* [SET TASK] Quote the lines from the line holding "Reviewer note: every instance of the front wheel" to the very end of the listing, exactly, and no others.

##### INFORMATION GIVEN

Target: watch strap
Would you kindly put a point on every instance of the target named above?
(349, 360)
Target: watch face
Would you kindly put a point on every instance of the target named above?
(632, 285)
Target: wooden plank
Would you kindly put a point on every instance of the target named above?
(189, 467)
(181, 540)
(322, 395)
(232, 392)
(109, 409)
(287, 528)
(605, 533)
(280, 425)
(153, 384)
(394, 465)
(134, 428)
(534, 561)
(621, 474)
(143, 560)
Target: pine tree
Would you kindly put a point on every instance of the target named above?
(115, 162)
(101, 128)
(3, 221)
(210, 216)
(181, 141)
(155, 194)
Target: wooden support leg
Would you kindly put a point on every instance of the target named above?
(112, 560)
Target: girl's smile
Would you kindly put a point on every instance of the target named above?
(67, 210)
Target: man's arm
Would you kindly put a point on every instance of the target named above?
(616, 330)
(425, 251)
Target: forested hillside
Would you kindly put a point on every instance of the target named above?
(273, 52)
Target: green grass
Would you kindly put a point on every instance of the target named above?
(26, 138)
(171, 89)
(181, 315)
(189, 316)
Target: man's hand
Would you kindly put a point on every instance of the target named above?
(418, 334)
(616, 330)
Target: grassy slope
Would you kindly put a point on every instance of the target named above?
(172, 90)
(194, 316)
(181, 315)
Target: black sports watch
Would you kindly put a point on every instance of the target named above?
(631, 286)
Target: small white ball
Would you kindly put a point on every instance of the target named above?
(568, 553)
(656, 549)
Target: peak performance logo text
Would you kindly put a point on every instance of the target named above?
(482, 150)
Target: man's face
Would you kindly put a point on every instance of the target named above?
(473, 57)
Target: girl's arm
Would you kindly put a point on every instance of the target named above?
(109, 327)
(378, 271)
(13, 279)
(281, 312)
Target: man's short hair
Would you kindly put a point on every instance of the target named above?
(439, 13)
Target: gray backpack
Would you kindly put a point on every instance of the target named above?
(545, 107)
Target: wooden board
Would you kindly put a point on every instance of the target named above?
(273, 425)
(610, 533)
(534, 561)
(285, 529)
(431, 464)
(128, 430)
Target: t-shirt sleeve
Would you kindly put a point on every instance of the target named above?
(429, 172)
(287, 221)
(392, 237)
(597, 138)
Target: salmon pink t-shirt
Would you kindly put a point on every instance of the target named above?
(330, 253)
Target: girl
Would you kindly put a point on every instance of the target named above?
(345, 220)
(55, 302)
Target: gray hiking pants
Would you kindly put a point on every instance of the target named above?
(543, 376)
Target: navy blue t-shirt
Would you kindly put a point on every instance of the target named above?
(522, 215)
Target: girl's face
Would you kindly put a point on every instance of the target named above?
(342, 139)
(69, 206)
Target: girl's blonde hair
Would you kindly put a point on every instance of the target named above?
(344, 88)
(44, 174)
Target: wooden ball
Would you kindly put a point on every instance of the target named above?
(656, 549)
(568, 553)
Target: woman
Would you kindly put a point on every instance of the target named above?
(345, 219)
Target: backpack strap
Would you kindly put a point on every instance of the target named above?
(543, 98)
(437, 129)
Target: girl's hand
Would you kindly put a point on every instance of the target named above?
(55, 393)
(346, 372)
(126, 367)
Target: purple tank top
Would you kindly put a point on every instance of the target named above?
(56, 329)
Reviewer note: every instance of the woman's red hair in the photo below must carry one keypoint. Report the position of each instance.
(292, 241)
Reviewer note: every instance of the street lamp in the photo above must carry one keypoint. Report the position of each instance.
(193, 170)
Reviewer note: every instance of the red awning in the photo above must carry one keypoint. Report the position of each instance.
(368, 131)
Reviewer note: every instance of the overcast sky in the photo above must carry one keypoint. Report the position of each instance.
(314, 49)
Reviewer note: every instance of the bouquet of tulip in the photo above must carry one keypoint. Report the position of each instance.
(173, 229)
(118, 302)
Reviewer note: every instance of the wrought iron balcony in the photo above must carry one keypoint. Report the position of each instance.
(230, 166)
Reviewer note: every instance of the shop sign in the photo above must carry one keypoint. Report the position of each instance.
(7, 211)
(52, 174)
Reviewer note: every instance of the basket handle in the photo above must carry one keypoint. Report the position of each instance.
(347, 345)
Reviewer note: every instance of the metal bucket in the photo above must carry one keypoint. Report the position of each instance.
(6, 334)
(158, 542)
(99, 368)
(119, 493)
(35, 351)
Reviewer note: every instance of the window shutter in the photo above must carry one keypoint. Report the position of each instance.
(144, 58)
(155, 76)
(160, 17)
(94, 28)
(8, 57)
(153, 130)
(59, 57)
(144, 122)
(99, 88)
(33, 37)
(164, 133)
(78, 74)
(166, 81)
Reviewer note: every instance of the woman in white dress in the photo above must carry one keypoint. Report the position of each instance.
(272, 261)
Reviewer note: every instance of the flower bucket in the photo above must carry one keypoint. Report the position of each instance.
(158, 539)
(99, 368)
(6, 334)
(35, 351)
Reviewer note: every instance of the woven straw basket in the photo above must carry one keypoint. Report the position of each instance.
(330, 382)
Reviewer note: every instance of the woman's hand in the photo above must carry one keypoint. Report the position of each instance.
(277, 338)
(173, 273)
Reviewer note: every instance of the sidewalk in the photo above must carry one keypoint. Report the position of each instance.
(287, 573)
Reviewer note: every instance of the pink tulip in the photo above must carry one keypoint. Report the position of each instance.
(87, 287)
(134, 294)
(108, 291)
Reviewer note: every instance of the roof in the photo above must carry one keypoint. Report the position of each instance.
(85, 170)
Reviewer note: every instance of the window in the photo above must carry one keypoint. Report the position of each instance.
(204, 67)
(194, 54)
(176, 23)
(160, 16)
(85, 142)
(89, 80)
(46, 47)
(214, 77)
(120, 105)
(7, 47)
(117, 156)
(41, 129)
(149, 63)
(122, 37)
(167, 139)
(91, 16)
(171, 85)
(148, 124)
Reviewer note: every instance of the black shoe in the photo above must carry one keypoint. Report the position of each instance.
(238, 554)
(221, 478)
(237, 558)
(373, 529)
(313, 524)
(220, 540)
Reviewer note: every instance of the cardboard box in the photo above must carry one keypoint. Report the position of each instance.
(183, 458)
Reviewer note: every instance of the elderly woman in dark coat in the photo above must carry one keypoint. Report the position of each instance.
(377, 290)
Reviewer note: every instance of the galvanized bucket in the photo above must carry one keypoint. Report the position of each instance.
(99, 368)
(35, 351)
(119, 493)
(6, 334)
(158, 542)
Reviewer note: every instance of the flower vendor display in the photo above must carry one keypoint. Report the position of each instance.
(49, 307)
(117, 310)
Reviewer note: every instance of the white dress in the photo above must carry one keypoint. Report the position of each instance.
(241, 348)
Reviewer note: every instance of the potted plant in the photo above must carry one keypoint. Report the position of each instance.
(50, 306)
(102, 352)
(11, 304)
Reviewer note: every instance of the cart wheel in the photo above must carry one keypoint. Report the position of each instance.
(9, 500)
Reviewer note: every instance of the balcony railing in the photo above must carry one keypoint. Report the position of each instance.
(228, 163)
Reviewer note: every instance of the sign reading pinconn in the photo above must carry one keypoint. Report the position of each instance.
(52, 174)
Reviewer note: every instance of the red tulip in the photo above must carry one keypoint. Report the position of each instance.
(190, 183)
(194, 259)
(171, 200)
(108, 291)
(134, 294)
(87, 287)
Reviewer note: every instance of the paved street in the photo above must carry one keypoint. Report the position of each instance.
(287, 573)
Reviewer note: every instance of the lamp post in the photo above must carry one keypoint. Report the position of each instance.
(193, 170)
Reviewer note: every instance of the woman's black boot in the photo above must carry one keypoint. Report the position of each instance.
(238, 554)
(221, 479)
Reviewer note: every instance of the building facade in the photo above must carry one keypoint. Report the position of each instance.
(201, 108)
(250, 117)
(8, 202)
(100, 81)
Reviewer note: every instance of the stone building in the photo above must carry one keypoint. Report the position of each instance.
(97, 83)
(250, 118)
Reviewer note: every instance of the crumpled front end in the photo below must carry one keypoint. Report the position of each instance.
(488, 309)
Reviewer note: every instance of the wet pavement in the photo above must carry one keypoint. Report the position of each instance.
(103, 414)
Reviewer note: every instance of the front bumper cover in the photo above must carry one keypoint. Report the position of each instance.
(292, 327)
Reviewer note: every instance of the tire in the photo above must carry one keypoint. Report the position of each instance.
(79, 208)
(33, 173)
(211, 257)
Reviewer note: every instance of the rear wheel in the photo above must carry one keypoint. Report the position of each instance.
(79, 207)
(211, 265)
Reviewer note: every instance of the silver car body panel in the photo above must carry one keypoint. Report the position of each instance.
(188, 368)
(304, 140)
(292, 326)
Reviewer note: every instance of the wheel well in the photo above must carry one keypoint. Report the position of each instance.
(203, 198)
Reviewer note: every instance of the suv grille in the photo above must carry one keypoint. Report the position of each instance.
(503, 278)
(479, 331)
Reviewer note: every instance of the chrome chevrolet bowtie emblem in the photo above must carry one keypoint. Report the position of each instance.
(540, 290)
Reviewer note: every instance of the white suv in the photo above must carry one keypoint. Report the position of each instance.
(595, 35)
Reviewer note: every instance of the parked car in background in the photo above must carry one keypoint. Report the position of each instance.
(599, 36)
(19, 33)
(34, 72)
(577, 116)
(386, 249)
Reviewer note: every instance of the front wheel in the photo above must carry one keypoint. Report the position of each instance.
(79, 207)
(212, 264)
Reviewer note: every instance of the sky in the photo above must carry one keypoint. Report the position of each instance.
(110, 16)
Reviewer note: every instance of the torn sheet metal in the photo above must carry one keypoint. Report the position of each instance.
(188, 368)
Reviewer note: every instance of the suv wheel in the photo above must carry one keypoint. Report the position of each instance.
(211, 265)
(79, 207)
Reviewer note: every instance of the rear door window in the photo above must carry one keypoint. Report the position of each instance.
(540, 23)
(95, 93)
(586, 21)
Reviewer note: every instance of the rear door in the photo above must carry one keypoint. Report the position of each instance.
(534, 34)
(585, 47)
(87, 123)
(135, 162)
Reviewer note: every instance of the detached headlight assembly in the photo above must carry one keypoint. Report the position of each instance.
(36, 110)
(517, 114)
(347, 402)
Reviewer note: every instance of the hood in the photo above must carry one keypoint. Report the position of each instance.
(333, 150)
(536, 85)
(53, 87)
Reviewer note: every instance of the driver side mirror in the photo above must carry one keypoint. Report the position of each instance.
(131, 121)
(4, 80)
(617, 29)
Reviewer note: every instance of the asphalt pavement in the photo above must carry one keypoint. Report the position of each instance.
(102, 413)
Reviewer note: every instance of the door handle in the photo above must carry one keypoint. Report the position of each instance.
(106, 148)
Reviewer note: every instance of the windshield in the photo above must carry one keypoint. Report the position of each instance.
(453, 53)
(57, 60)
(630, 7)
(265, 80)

##########

* [WRITTEN SOLUTION]
Reviewer note: every instance of the front wheel in the photo above must carry one keypoint. Report the position of each instance.
(79, 207)
(212, 264)
Reviewer note: every instance of the sky in the photo above must carry one keypoint. Report the position of each instance.
(110, 16)
Reviewer note: every instance of the torn sheet metal in the photo above must carry one keypoint. Report the position of each instance.
(188, 368)
Reviewer note: every instance of the suv wheel in the photo above must carry one keypoint. Report the position of each instance.
(211, 265)
(79, 207)
Reviewer note: every instance of the rear door window in the photo above must carry one keypoint. Report the position of each instance.
(540, 23)
(95, 93)
(586, 21)
Reviewer note: every instance of the rear door in the photo above must carry one keypoint. Report the position of each instance.
(534, 34)
(585, 47)
(87, 123)
(135, 162)
Reviewer note: every instance of the detached headlight assembly in the photo above must carry one keypoint. Report the position of each instance.
(36, 110)
(517, 114)
(347, 402)
Reviewer note: every instance of the hood in the photo above must carry one keypoint. Report the position of each instance.
(333, 150)
(536, 85)
(53, 87)
Reviewer note: every instance of the driver side mirror in the photo above must carry one keypoint. Report the position of each instance.
(131, 121)
(4, 80)
(617, 29)
Reviewer note: every instance of the asphalt pavement in the photo above must carry one keypoint. Report the position of each instance.
(102, 413)
Reviewer note: every instance of the door handle in the photo above must carry one keypoint. Report the position of each instance.
(106, 148)
Reviewer note: every instance of the windshield in the photo above must carry one keypoint. Report the position of each instance.
(453, 53)
(57, 60)
(630, 7)
(265, 80)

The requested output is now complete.